> Selected passage:
** START **
When you're formatting a measure, you need to see everything that's happening simultaneously in that slice of time. All the voices at once, so you can work out spacing, avoid collisions, align things vertically. It's how a conductor thinks about a score: bar 5 across all the instruments, not following each instrument's line from beginning to end.

Here's the difficulty: in our current model, voices own measures. To get 'everything in measure 5', I have to find all the voices in a staff, look inside each one, find measure 5 in each voice, and collect them all together. I'm reconstructing what the printed page shows me directly: measure 5 contains these voices.

The Original Structure

The hierarchy looked like this
Picture
​This seemed sensible at first. We were thinking about voices as independent melodic lines that happen to align at measure boundaries. We even structured it this way to handle ossia staves (those little alternative passages that appear for a few measures then disappear).

But that's not how notation actually works. Measures are the organising unit. Voices are just 'simultaneous material in this measure'.

The Revised Structure

Picture
​Measures contain voices. Problem solved: 'give me everything in measure 5' is just a direct lookup. All the voices are right there.

And ossia staves? Actually clearer in this model. A staff just enters at measure 17 and exits at measure 20. Clean and explicit.

The Implementation

The conceptual change is straightforward: flip the hierarchy so measures contain voices instead of voices containing measures. The implementation touches about 40 files because this hierarchy is everywhere – it's the spine of the system. Record definitions, accessor methods, specs, generators, thousands of tests, documentation. Everything builds on this assumption.

But here's the thing: it's still intellectually manageable despite being architecturally pervasive. We're not adding complexity or clever tricks. We're just making the model honest. Every place that changes is a place where the code now says something true instead of something awkward.

The timewalker (the thing that walks through a piece in temporal order) becomes significantly more efficient too. Instead of recursing through voices to find measures, it just walks the measures directly. We're expecting 15–35% fewer allocations – fewer temporary objects being created and discarded, which means it runs faster with less memory overhead.
** END **
> Dataset records:
** START **
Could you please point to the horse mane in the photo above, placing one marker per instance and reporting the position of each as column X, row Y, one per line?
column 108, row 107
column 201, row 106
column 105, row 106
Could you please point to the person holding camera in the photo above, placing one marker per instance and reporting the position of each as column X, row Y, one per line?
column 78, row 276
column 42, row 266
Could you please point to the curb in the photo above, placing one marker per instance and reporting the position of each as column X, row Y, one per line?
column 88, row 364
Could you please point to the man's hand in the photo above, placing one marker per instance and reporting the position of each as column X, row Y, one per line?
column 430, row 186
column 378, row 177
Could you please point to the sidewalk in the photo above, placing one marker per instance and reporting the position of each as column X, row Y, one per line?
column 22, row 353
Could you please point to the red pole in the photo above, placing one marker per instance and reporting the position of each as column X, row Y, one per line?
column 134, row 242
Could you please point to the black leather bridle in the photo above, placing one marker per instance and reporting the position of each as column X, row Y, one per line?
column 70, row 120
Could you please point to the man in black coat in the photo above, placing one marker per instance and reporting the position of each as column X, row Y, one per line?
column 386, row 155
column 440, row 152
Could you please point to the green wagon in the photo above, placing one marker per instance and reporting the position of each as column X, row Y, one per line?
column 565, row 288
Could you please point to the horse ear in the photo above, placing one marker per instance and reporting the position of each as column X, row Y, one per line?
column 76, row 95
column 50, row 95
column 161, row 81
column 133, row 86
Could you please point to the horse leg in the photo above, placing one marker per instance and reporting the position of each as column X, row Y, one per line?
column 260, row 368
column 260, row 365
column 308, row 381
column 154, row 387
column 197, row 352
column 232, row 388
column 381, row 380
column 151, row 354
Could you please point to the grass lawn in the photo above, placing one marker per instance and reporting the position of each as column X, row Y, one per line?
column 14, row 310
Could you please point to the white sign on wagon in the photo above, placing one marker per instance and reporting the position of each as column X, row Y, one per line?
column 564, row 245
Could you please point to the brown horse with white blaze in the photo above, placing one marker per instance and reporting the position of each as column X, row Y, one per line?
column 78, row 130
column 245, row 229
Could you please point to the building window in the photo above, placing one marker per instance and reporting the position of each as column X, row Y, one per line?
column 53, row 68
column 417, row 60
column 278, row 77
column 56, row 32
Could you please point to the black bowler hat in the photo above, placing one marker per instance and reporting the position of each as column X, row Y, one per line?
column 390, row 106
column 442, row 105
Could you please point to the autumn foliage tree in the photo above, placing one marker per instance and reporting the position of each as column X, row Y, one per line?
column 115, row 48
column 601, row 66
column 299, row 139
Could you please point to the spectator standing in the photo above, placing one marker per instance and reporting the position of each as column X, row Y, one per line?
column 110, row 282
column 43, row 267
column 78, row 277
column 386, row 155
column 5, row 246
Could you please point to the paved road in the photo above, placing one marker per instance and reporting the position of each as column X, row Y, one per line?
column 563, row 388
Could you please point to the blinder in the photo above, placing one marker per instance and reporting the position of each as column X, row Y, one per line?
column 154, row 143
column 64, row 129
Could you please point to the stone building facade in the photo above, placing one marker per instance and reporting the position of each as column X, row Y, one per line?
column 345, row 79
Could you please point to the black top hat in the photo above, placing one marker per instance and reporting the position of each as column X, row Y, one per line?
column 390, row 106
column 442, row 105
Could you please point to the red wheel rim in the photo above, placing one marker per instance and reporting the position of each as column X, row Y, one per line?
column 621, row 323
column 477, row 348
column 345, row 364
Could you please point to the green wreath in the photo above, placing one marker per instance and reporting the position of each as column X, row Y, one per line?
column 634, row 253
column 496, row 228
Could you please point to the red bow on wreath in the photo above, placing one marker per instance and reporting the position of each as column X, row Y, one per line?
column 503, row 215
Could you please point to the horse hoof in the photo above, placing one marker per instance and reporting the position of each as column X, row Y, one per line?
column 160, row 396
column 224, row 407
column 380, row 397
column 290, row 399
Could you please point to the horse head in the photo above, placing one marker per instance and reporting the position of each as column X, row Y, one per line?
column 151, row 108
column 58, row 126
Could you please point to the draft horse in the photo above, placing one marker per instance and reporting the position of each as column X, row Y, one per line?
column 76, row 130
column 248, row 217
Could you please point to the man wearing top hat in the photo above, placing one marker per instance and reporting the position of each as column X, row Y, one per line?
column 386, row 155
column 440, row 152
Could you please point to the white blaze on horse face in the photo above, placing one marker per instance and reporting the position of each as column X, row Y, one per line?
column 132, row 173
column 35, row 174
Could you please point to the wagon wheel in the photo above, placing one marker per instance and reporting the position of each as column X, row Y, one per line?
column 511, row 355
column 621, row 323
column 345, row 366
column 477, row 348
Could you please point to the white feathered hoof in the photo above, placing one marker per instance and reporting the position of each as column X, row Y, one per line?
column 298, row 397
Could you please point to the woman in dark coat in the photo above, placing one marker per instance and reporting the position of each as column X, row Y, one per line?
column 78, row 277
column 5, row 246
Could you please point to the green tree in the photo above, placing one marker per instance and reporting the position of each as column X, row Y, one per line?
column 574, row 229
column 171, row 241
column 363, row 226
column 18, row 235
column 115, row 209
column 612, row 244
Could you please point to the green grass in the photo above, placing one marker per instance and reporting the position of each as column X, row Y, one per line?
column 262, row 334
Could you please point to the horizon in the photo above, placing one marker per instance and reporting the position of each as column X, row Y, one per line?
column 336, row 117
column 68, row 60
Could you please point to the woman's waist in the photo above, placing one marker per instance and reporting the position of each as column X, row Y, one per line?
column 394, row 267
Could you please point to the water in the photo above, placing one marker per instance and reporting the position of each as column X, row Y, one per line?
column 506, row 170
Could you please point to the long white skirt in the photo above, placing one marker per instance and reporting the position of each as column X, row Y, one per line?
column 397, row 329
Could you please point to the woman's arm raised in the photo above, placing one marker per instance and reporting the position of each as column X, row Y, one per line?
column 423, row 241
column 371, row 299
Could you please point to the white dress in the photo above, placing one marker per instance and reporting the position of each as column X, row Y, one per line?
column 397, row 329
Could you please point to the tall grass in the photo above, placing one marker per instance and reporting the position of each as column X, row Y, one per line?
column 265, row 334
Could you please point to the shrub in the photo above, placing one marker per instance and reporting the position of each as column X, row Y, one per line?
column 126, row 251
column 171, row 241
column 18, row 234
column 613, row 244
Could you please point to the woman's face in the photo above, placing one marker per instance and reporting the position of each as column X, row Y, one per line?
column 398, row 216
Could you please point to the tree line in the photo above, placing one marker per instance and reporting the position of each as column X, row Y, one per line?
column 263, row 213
** END **
> What this exercise asks:
1. In the passage on measures and voices, about how many files does the implementation touch?
2. Do these statements agree with the passage on measures and voices? Answer yes or no for each, and quote the words that decide it.
(a) In the original structure, voices contained measures.
(b) The revised structure makes ossia staves harder to represent.
(c) The timewalker is expected to make 15–35% more allocations.
3. Resume the passage on measures and voices from its final sentence.

> Answers provided:
1. About 40 files.

2.
(a) Yes: "in our current model, voices own measures."
(b) No: "And ossia staves? Actually clearer in this model."
(c) No: "We're expecting 15–35% fewer allocations"

3.
Discovery, Not Planning

Here's what's interesting: I didn't know this change was necessary until I started thinking about rendering. The original model wasn't obviously wrong. It worked fine for everything we'd built so far. Only when I sat down to work out how to actually draw the notation did the mismatch become clear.

This is the value of working without artificial deadlines. If I'd been rushing to ship something, pressured to show 'progress' to investors or whoever, I'd have built the formatting layer on top of the awkward structure. It would have worked, sort of. With enough wrapper functions and helper methods, you can make anything work.

But that's exactly how technical debt accumulates. You build on a foundation that's slightly crooked because you don't have time to straighten it. Then you build on top of that. Eventually the whole thing is held together with duct tape and hope rather than sound engineering.

Instead, because I'm approaching this from a computer science angle rather than chasing some market opportunity, I can pause when something feels wrong and ask: is the model lying to me? Should I fix this now, while it's still straightforward, before I've built a cathedral on quicksand?

The answer was yes. So we fix it. The architecture stays clean. No debt accumulates. When we get to rendering, the code will be straightforward because the structure matches what we're trying to do.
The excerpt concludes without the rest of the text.